#### Work instructions
Reproduce the material in full, exactly as written.

##### Provided records #####

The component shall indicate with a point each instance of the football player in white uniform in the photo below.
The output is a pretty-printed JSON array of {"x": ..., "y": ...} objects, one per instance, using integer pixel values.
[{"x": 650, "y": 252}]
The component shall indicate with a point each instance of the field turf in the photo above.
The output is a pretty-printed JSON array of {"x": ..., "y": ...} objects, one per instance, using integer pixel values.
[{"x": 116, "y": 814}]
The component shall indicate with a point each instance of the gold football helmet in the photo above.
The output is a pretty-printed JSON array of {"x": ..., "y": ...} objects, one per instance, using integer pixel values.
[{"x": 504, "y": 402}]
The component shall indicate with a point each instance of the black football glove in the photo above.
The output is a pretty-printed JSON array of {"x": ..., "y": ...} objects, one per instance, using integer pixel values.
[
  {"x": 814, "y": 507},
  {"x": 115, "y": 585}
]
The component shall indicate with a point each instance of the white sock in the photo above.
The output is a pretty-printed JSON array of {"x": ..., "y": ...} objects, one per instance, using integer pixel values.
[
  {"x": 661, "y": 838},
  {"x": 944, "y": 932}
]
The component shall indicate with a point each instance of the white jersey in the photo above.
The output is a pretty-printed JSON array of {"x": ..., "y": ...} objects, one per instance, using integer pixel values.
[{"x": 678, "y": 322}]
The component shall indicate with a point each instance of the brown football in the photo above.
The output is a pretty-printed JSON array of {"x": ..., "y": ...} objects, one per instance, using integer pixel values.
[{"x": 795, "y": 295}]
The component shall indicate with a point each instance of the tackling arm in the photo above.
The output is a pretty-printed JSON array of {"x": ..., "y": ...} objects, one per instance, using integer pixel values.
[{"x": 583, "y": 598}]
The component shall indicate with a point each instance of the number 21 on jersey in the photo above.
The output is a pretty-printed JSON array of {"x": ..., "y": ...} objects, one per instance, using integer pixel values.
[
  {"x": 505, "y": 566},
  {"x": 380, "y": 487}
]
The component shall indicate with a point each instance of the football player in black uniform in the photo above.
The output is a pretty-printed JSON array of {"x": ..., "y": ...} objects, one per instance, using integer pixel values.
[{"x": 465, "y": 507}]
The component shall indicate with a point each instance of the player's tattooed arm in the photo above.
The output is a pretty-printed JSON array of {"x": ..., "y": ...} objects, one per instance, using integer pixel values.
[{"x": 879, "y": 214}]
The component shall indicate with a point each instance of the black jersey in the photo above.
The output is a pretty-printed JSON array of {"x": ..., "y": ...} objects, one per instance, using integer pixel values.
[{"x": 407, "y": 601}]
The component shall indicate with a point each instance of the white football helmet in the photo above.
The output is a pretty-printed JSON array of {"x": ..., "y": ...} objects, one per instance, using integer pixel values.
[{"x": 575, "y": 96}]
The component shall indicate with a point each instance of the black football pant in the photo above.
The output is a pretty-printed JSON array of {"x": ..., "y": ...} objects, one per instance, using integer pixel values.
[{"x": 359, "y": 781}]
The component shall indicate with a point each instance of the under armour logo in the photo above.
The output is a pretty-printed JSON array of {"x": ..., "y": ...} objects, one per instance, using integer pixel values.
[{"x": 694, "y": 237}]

#####

#### Response for this exercise
The component shall indicate with a point each instance of the football player in white uniform in the photo below.
The output is a pretty-printed JSON array of {"x": ..., "y": ...} objects, one per instance, using integer pixel values.
[{"x": 650, "y": 252}]
The component shall indicate with a point each instance of the field turf in the photo above.
The output is a pretty-printed JSON array of {"x": ..., "y": ...} objects, one per instance, using integer pixel values.
[{"x": 116, "y": 814}]
The component shall indicate with a point each instance of the gold football helmet in the photo above.
The output is a pretty-printed JSON array of {"x": ..., "y": ...} objects, one per instance, using integer pixel values.
[{"x": 504, "y": 402}]
The component shall indicate with a point each instance of the black football glove in the photo above.
The output is a pretty-printed JSON array of {"x": ..., "y": ...} objects, one per instance, using integer pixel values.
[
  {"x": 814, "y": 507},
  {"x": 115, "y": 585}
]
The component shall indicate with a point each instance of the white sock in the photo above.
The output is a pretty-printed JSON array of {"x": ..., "y": ...} objects, one per instance, using integer pixel values.
[
  {"x": 661, "y": 838},
  {"x": 944, "y": 932}
]
The component shall indicate with a point each instance of the white jersey in the photo above.
The output is a pretty-printed JSON array of {"x": ..., "y": ...} objects, one per instance, using integer pixel values.
[{"x": 678, "y": 322}]
The component shall indicate with a point each instance of the brown football in the photo above.
The output is a pretty-printed JSON array of {"x": ..., "y": ...} objects, one per instance, using integer pixel values.
[{"x": 795, "y": 295}]
The component shall indicate with a point each instance of the tackling arm in the photo above.
The output is a pretty-printed JSON array of {"x": ..., "y": ...} objects, one per instance, using integer pixel values.
[{"x": 583, "y": 598}]
The component shall indicate with a point each instance of the number 21 on jersey in the photo above.
The output is a pretty-printed JSON array of {"x": ..., "y": ...} objects, one per instance, using integer pixel values.
[
  {"x": 505, "y": 566},
  {"x": 380, "y": 487}
]
The component shall indicate with a point each instance of the football player in black uniform in the photo above.
The output is a pretty-printed JSON array of {"x": ..., "y": ...} objects, one per instance, using integer pixel values.
[{"x": 465, "y": 507}]
The component shall indicate with a point each instance of the player's tattooed arm in the photo above.
The output is a pretty-printed JSON array of {"x": ..., "y": ...} objects, one per instance, using integer pixel values.
[{"x": 879, "y": 214}]
The component shall indicate with a point each instance of the black jersey in the photo above.
The output is a pretty-printed JSON array of {"x": ..., "y": ...} objects, one per instance, using integer pixel values.
[{"x": 407, "y": 601}]
The component shall indicate with a point each instance of the white football helmet in the photo above.
The output is a pretty-printed JSON array of {"x": ..., "y": ...} objects, one per instance, using integer pixel values.
[{"x": 575, "y": 96}]
The component shall indicate with a point each instance of the black football pant in the photo above.
The output is a pretty-printed JSON array of {"x": ..., "y": ...} objects, one per instance, using integer pixel values.
[{"x": 359, "y": 781}]
The component shall indicate with a point each instance of the under armour logo in the photo above.
The output is a pretty-printed JSON array of {"x": ..., "y": ...} objects, one per instance, using integer pixel values.
[{"x": 694, "y": 237}]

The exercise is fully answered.